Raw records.
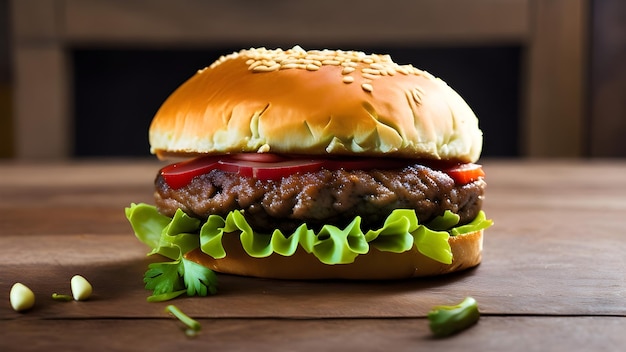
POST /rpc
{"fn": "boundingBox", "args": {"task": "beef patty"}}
[155,164,485,233]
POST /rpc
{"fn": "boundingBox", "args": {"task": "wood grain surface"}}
[0,160,626,351]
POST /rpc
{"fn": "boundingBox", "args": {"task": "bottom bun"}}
[185,230,483,280]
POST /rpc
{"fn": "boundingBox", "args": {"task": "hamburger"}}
[126,47,491,294]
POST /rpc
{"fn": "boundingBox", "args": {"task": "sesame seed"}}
[361,67,380,75]
[306,64,321,71]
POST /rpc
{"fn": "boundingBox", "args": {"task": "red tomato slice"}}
[442,163,485,185]
[161,153,485,189]
[161,156,220,189]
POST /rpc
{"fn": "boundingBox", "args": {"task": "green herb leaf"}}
[182,258,217,296]
[143,260,185,295]
[428,297,480,337]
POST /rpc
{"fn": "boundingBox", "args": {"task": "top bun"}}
[149,47,482,162]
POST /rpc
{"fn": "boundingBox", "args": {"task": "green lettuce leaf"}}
[126,204,492,265]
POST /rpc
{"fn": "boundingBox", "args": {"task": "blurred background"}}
[0,0,626,160]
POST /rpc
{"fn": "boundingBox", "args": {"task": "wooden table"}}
[0,160,626,351]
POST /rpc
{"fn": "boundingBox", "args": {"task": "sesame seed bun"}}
[149,47,482,162]
[185,230,483,280]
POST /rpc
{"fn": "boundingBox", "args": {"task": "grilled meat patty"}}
[155,164,485,233]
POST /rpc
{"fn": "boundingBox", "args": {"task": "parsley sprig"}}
[126,204,217,302]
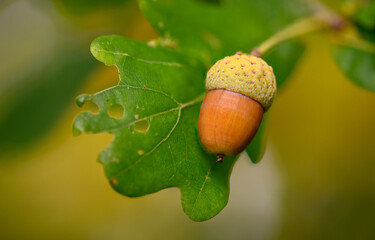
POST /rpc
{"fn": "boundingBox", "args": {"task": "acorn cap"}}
[206,52,276,111]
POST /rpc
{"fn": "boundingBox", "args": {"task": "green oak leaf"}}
[334,46,375,92]
[139,0,309,163]
[73,0,312,221]
[74,36,234,221]
[138,0,310,66]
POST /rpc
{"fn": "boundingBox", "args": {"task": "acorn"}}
[198,52,276,162]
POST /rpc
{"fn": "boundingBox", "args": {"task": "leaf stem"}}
[251,11,345,57]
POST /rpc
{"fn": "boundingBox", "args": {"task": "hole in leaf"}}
[137,149,145,156]
[82,100,99,114]
[108,103,124,119]
[134,120,150,134]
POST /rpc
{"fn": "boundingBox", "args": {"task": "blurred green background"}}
[0,0,375,239]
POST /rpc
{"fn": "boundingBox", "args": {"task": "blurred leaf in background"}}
[0,49,96,155]
[0,0,154,159]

Task details.
Write out the records above once more, word for word, with no pictures.

Task answer.
POST /rpc
{"fn": "boundingBox", "args": {"task": "beef patty"}}
[155,164,485,233]
POST /rpc
{"fn": "boundingBox", "args": {"task": "wood grain surface"}}
[0,160,626,351]
POST /rpc
{"fn": "boundingBox", "args": {"task": "bottom bun"}}
[185,230,483,280]
POST /rpc
{"fn": "boundingBox", "args": {"task": "hamburger"}}
[126,47,491,294]
POST /rpc
{"fn": "boundingBox", "args": {"task": "sesame seed"}}
[361,67,380,75]
[306,64,321,71]
POST /rpc
{"fn": "boundingBox", "args": {"task": "red tomato slice"}}
[442,163,485,185]
[161,153,485,189]
[161,156,220,189]
POST /rpc
{"fn": "boundingBox", "args": {"task": "green herb leaf"}}
[182,258,217,296]
[143,260,185,295]
[428,297,480,337]
POST /rpc
{"fn": "boundingBox", "args": {"task": "top bun"}}
[149,47,482,162]
POST /rpc
{"fn": "boundingBox", "args": {"task": "green lettuce leaf"}}
[126,204,492,265]
POST /rpc
{"fn": "boundingBox", "args": {"task": "blurred background"}}
[0,0,626,160]
POST /rpc
{"fn": "boundingBox", "args": {"task": "wooden table"}}
[0,160,626,351]
POST /rpc
{"fn": "boundingBox", "args": {"task": "sesame seed bun"}}
[149,47,482,162]
[185,230,483,280]
POST /rpc
{"fn": "boundingBox", "args": {"task": "grilled meat patty"}}
[155,164,485,233]
POST /rpc
{"fn": "boundingBox", "args": {"task": "parsley sprig"}}
[126,204,217,302]
POST /rpc
{"fn": "boundingBox", "args": {"task": "acorn cap"}}
[206,52,276,111]
POST /rpc
{"fn": "boundingBox", "args": {"task": "green oak leaf"}}
[334,46,375,92]
[139,0,309,163]
[73,0,312,221]
[74,36,234,221]
[138,0,310,66]
POST /rpc
{"fn": "boundingBox", "args": {"task": "acorn"}}
[198,52,276,162]
POST /rpc
{"fn": "boundingBox", "args": {"task": "leaf stem"}}
[251,11,345,57]
POST /rpc
{"fn": "boundingBox", "args": {"task": "hole in leaf"}}
[137,149,145,156]
[82,100,99,114]
[108,103,124,119]
[134,120,150,134]
POST /rpc
{"fn": "boundingBox", "args": {"task": "blurred green background"}}
[0,0,375,239]
POST /rpc
{"fn": "boundingBox", "args": {"task": "blurred leaf in background"}}
[0,49,96,155]
[0,0,154,159]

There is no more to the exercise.